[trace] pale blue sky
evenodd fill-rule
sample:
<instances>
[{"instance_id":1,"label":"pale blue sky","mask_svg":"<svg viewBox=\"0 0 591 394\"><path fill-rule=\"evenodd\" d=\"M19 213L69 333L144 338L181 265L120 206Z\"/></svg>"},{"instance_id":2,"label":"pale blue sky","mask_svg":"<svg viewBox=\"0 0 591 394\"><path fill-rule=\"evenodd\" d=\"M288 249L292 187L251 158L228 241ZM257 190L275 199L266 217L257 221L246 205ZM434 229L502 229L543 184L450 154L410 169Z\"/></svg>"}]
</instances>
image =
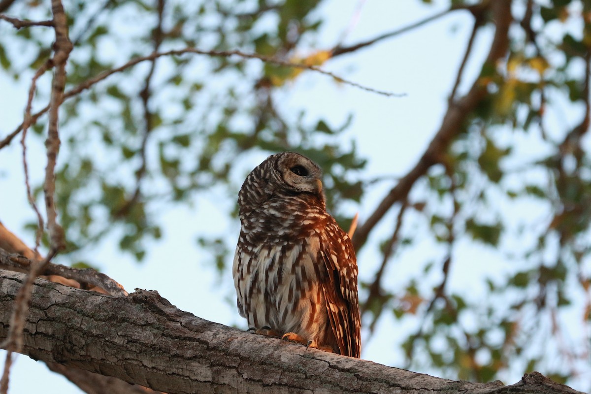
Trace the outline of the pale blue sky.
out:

▶ Your goal: Restate each entry word for word, leaving out any pictures.

▶ Result:
[trace] pale blue sky
evenodd fill-rule
sample:
<instances>
[{"instance_id":1,"label":"pale blue sky","mask_svg":"<svg viewBox=\"0 0 591 394\"><path fill-rule=\"evenodd\" d=\"M19 213L69 333L144 338L181 265L120 206Z\"/></svg>"},{"instance_id":2,"label":"pale blue sky","mask_svg":"<svg viewBox=\"0 0 591 394\"><path fill-rule=\"evenodd\" d=\"M288 249L292 187L251 158L228 241ZM257 190L275 199L266 217L257 221L246 205ZM434 229L502 229L543 184L450 154L410 169Z\"/></svg>"}]
</instances>
image =
Trace the outline of the pale blue sky.
out:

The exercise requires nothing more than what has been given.